→ **SOURCE DOCUMENT**:
..............................

# Coach DIDO



## biz32 (Jul 2, 2019)

*SOCAL BLUES GOLDEN STATE..DIDO*


----------



## Surfref (Jul 2, 2019)

Teams, coaches and players change clubs all of the time.  What’s the big deal?


----------



## Kicker4Life (Jul 2, 2019)

Surfref said:


> Teams, coaches and players change clubs all of the time.  What’s the big deal?


Because several were inquiring under another thread so Biz was kind enough to update us....


----------



## Technician72 (Jul 2, 2019)

Hope it works out for him this time around at Blues. His exit last time was a bit unfair and he had some bad apples to deal with that are no longer there and now another clubs problem.


----------



## Soccer43 (Jul 3, 2019)

Wonder why he left LA Premier?


----------



## Jose has returned (Jul 3, 2019)

Soccer43 said:


> Wonder why he left LA Premier?


as always follow the money


----------



## LASTMAN14 (Jul 3, 2019)

Soccer43 said:


> Wonder why he left LA Premier?


Possibly because of the merger and it effecting his position on the DA coaching staff.


----------



## Sunil Illuminati (Jul 3, 2019)

Jose has returned said:


> as always follow the money


That's a novel idea for someone performing a job. How's your philanthropic lifestyle treating you?


----------



## timbuck (Jul 3, 2019)

biz32 said:


> *SOCAL BLUES GOLDEN STATE..DIDO*View attachment 5001


Seems that the Blues name is popping in in a few more places lately.  Anyone have the scoop on their plans/strategy?


----------



## Zdrone (Jul 3, 2019)

timbuck said:


> Seems that the Blues name is popping in in a few more places lately.  Anyone have the scoop on their plans/strategy?


Step 1: Absorb
Step 2: ...
Step 3: Profit!

I know, I know, a well used meme...  And profit doesn't exactly equal evil...


----------



## Jose has returned (Jul 3, 2019)

Sunil Illuminati said:


> That's a novel idea for someone performing a job. How's your philanthropic lifestyle treating you?[/QUOTEi have no idea what you are on about.


----------



## Sunil Illuminati (Jul 3, 2019)

You have no idea how to respond to a quote either.


----------



## Not_that_Serious (Jul 4, 2019)

Technician72 said:


> Hope it works out for him this time around at Blues. His exit last time was a bit unfair and he had some bad apples to deal with that are no longer there and now another clubs problem.


Well Dodge’s name is missing on the staff list and now see Filipivic. AF has more lives than a cat.


----------



## biz32 (Jul 4, 2019)




----------



## Soccer43 (Jul 4, 2019)

Maybe that was one of the reasons he left LA Premier.  He was not a coach in the WPSL this season after being involved with it for years before.


----------



## Kicker4Life (Jul 4, 2019)

Soccer43 said:


> Maybe that was one of the reasons he left LA Premier.  He was not a coach in the WPSL this season after being involved with it for years before.


Or there was something about the merger that prompted change!


----------



## Jose has returned (Jul 4, 2019)

Sunil Illuminati said:


> You have no idea how to respond to a quote either.


one is a typo the other is trying to decode stupidity.


----------

..............................

→ **INFORMATION PROVIDED**:
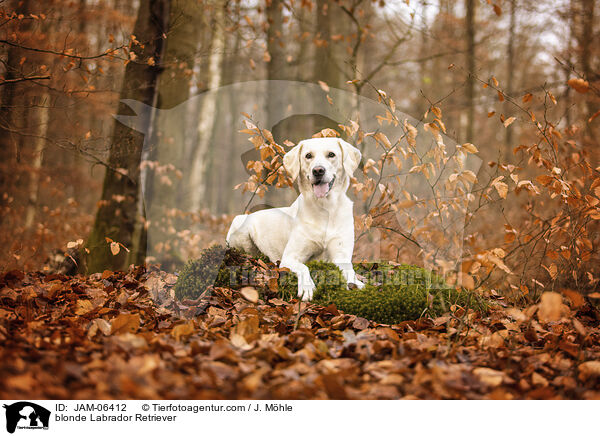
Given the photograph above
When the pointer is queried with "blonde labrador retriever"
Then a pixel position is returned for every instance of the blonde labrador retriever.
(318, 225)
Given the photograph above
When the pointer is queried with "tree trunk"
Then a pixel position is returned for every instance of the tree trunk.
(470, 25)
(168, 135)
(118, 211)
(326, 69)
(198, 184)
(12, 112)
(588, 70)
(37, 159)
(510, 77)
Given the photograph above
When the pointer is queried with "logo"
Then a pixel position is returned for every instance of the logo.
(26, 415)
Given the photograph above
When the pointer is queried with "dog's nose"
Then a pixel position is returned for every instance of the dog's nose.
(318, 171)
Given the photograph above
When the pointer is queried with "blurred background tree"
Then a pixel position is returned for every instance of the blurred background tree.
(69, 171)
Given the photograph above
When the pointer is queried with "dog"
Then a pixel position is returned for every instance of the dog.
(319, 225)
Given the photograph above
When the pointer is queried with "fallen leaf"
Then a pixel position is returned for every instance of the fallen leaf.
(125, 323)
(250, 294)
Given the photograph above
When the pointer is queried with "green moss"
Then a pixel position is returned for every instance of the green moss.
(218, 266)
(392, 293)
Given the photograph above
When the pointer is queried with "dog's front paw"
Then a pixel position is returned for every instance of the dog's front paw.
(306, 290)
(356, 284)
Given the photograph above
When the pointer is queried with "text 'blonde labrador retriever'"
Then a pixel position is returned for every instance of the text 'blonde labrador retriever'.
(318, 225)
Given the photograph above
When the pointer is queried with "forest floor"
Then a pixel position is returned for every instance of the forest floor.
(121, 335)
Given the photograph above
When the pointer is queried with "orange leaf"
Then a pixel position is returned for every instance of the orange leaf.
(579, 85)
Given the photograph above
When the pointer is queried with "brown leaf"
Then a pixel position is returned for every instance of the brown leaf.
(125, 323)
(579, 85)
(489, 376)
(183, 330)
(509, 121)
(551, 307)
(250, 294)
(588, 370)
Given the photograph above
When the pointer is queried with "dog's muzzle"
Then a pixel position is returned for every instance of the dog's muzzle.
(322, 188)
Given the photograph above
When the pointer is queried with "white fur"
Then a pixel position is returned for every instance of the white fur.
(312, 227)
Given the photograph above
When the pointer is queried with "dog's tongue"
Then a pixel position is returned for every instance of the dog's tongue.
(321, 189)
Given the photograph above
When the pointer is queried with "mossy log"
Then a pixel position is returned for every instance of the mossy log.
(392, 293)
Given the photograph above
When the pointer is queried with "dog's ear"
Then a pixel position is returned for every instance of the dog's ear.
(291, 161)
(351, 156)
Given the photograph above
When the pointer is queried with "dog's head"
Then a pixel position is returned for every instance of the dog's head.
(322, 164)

..............................

→ **WRITTEN REQUEST 1**:
Transcribe the forum thread from "## Zdrone (Jul" to "exactly equal evil...".
→ **WRITTEN REQUEST 2**:
In the forum thread, what possible reason does LASTMAN14 give in reply to the question "Wonder why he left LA Premier?"
The listing has no connection to the forum thread about Coach DIDO.

→ **COMPLETE RESPONSE 1**:
## Zdrone (Jul 3, 2019)

timbuck said:


> Seems that the Blues name is popping in in a few more places lately.  Anyone have the scoop on their plans/strategy?


Step 1: Absorb
Step 2: ...
Step 3: Profit!

I know, I know, a well used meme...  And profit doesn't exactly equal evil...

→ **COMPLETE RESPONSE 2**:
The merger and its effect on his position on the DA coaching staff.